— START OF DATA EXTRACT —

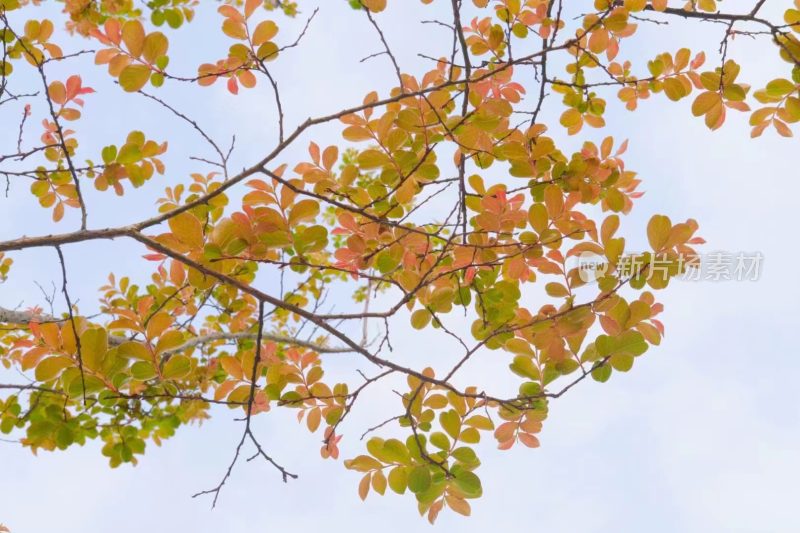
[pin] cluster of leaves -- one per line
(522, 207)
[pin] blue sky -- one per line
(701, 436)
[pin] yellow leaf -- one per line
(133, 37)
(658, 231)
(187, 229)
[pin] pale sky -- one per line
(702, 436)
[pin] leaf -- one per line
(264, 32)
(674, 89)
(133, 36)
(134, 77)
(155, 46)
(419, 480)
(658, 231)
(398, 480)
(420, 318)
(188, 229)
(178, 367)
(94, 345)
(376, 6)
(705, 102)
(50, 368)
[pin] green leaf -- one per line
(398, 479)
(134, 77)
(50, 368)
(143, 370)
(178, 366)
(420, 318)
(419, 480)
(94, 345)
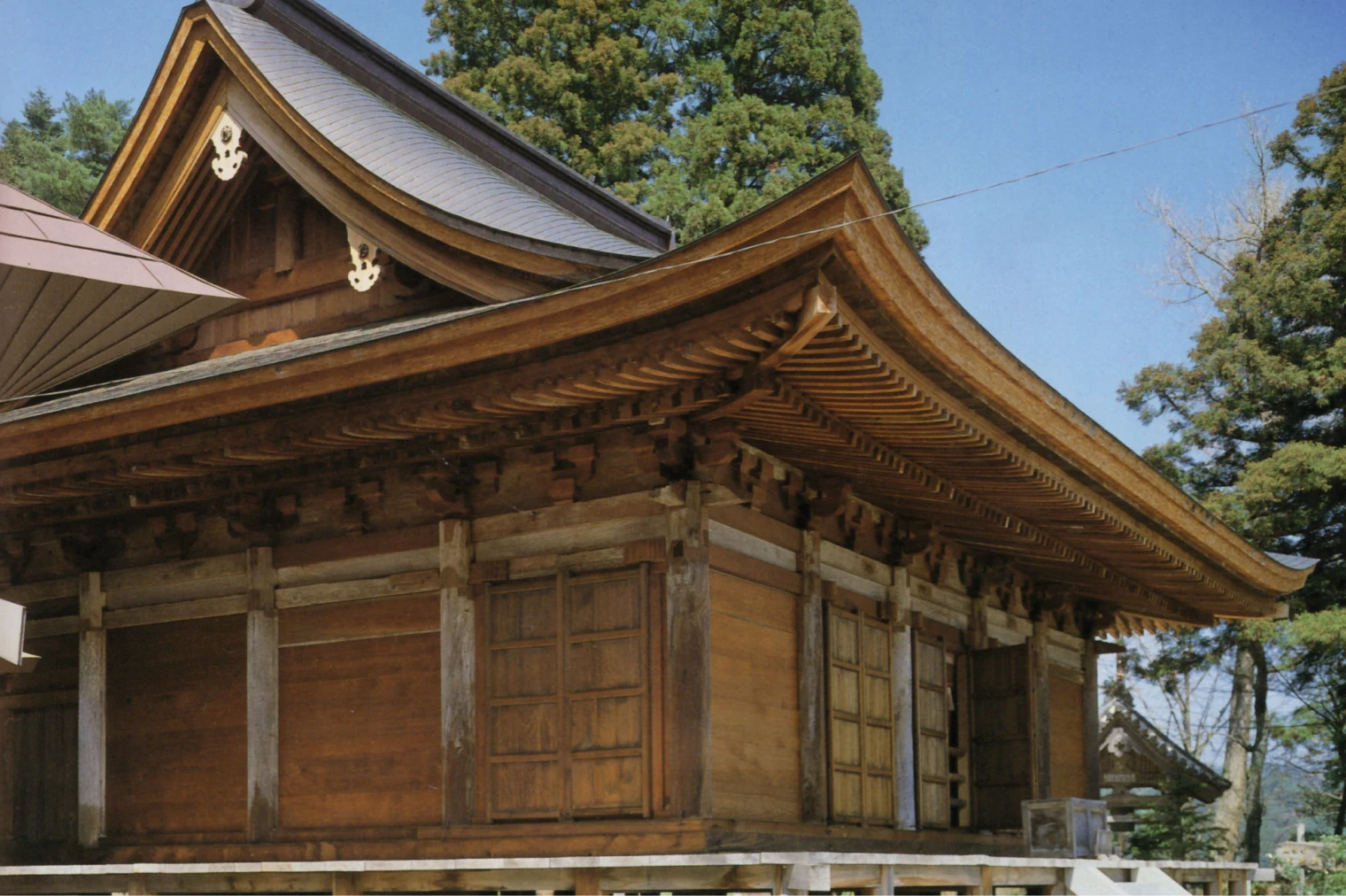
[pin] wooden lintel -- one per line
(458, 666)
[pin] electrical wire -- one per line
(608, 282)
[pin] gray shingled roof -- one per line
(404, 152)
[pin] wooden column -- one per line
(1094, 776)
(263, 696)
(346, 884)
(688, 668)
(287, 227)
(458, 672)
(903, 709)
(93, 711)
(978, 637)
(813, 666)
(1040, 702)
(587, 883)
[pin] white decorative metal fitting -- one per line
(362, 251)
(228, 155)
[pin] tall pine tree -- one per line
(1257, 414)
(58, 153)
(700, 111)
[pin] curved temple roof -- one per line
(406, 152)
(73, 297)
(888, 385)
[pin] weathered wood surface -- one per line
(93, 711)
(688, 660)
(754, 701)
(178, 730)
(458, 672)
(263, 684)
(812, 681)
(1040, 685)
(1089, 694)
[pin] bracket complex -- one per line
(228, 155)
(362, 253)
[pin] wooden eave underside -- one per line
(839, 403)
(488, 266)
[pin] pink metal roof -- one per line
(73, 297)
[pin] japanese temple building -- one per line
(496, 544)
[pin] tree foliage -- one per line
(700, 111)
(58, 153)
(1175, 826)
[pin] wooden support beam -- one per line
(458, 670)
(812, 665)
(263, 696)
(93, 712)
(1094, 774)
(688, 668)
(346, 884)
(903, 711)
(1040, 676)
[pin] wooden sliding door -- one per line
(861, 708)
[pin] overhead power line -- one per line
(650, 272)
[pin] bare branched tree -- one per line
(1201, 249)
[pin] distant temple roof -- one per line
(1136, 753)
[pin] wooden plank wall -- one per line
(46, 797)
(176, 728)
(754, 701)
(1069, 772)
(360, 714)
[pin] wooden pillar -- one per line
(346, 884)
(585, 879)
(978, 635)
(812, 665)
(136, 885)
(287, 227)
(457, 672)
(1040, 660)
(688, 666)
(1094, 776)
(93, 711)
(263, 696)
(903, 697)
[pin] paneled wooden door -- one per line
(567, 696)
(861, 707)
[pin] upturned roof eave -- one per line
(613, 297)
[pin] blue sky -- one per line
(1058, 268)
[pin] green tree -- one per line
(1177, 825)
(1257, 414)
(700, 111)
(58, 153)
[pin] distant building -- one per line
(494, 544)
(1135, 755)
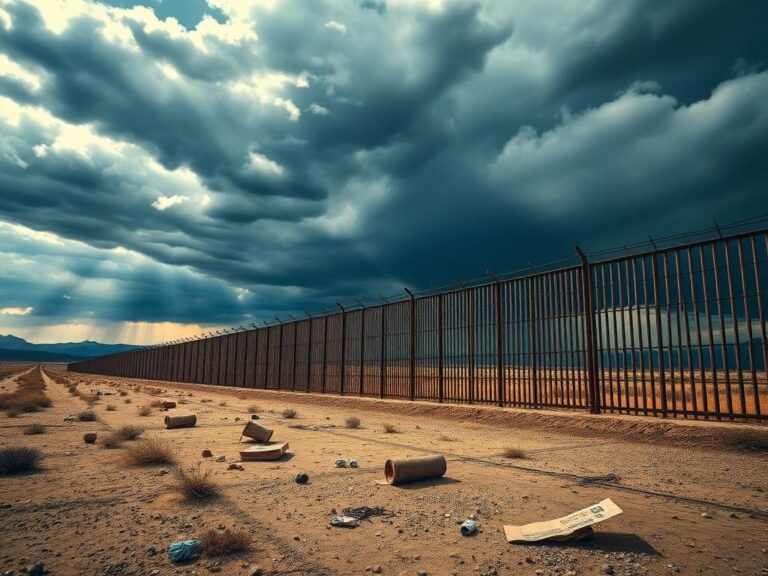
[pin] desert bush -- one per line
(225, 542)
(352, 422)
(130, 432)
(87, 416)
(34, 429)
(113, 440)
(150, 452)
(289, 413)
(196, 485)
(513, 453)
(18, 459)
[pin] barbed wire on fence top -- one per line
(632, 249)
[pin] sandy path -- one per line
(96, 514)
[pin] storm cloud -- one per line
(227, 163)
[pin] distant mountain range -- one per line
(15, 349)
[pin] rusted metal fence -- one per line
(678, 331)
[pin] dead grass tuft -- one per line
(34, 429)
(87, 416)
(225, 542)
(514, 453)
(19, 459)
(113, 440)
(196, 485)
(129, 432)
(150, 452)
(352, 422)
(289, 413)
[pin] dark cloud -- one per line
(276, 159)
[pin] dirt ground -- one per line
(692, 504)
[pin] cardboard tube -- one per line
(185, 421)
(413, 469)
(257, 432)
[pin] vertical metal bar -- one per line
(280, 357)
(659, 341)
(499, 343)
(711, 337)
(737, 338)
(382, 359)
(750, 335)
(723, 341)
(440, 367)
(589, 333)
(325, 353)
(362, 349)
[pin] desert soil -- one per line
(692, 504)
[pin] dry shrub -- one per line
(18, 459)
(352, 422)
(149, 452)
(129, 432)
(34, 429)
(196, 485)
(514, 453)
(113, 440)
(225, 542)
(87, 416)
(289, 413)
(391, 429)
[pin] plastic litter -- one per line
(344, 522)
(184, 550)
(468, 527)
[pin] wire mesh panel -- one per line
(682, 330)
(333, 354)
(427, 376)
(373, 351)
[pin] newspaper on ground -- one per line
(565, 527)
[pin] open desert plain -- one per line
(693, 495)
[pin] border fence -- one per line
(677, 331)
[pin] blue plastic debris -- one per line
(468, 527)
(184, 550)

— END OF DATA EXTRACT —

Copy every one of the records above word for word, leaving the pictures out.

COMPLETE ANSWER:
[pin] cluster of leaves -- one per line
(522, 207)
[pin] blue sky -- one per line
(701, 436)
[pin] yellow leaf -- one per line
(133, 37)
(658, 231)
(187, 229)
[pin] pale sky -- one per line
(702, 436)
[pin] leaf -- one per line
(264, 32)
(674, 89)
(133, 36)
(134, 77)
(155, 46)
(419, 480)
(658, 231)
(398, 480)
(420, 318)
(188, 229)
(178, 367)
(94, 345)
(376, 6)
(705, 102)
(50, 368)
[pin] green leaf -- one per line
(398, 479)
(134, 77)
(50, 368)
(143, 370)
(178, 366)
(420, 318)
(419, 480)
(94, 345)
[pin] wooden lintel -- one per line
(458, 666)
[pin] electrical wire -- one per line
(608, 282)
[pin] gray shingled roof -- one per line
(404, 152)
[pin] wooden column -- one per line
(1094, 776)
(263, 696)
(346, 884)
(688, 668)
(287, 227)
(458, 672)
(903, 709)
(93, 711)
(978, 637)
(813, 666)
(1040, 702)
(587, 883)
[pin] white decorative metal fitting -- one per line
(362, 251)
(228, 155)
[pin] tall pine tree -- one per line
(1257, 414)
(58, 153)
(700, 111)
[pin] curved temple roof -- one per line
(406, 152)
(73, 297)
(888, 385)
[pin] weathered wood surface -- one per line
(93, 711)
(688, 660)
(754, 701)
(178, 730)
(458, 672)
(263, 684)
(812, 681)
(1040, 685)
(1089, 694)
[pin] bracket complex -- one per line
(228, 155)
(362, 253)
[pin] wooden eave underside -- one per line
(839, 403)
(488, 266)
[pin] pink metal roof -- one per line
(73, 297)
[pin] japanese temple building -- one per line
(496, 544)
[pin] tree foliage -- one per line
(700, 111)
(58, 153)
(1175, 826)
[pin] wooden support beam -- one per line
(458, 670)
(812, 665)
(263, 696)
(93, 712)
(1094, 774)
(688, 668)
(346, 884)
(903, 711)
(1040, 676)
[pin] wooden sliding door -- one per line
(861, 708)
[pin] overhead power line -- one per line
(650, 272)
[pin] bare branched tree -- one per line
(1201, 249)
[pin] distant temple roof -- one per line
(1136, 753)
[pin] wooden plank wall -- one per line
(46, 797)
(176, 728)
(754, 701)
(1069, 772)
(360, 714)
[pin] wooden pillar -- one per line
(346, 884)
(585, 879)
(978, 635)
(812, 665)
(136, 885)
(287, 227)
(457, 672)
(1040, 660)
(688, 666)
(1094, 776)
(93, 711)
(263, 696)
(903, 697)
[pin] paneled wooden door -- one per line
(567, 696)
(861, 707)
[pin] upturned roof eave -- one per line
(613, 297)
[pin] blue sky -- one per line
(1058, 268)
[pin] green tree -- one per line
(1177, 825)
(1257, 414)
(700, 111)
(58, 153)
[pin] distant building -- one per line
(494, 544)
(1135, 755)
[pin] desert bush -- one per line
(225, 542)
(352, 422)
(130, 432)
(87, 416)
(34, 429)
(113, 440)
(150, 452)
(289, 413)
(196, 485)
(513, 453)
(18, 459)
[pin] barbed wire on fence top -- one per line
(632, 249)
[pin] sandy path -- one per line
(96, 514)
[pin] storm cloud -- one per line
(227, 163)
[pin] distant mountain range -- one per line
(15, 349)
[pin] rusted metal fence -- one per line
(678, 331)
[pin] dead grass tuft -- one per line
(34, 429)
(87, 416)
(225, 542)
(514, 453)
(19, 459)
(113, 440)
(196, 485)
(129, 432)
(150, 452)
(352, 422)
(289, 413)
[pin] dark cloud -- one per line
(276, 159)
[pin] dirt ground -- one per line
(692, 504)
[pin] cardboard tube -- one per line
(185, 421)
(413, 469)
(257, 432)
[pin] vertical metal bar -- one per line
(280, 357)
(659, 341)
(499, 343)
(711, 337)
(737, 338)
(382, 359)
(750, 335)
(723, 341)
(440, 367)
(589, 333)
(325, 353)
(362, 349)
[pin] desert soil -- one per line
(692, 504)
[pin] dry shrub -- one per line
(18, 459)
(352, 422)
(149, 452)
(129, 432)
(34, 429)
(196, 485)
(514, 453)
(113, 440)
(225, 542)
(87, 416)
(289, 413)
(391, 429)
[pin] plastic litter -- one per line
(344, 522)
(184, 550)
(468, 527)
[pin] wire mesh panel -- one per line
(682, 330)
(333, 354)
(427, 376)
(373, 351)
[pin] newspaper on ground -- one per line
(565, 527)
[pin] open desert plain -- one per line
(693, 495)
[pin] border fence -- one per line
(677, 331)
[pin] blue plastic debris -- one per line
(468, 527)
(184, 550)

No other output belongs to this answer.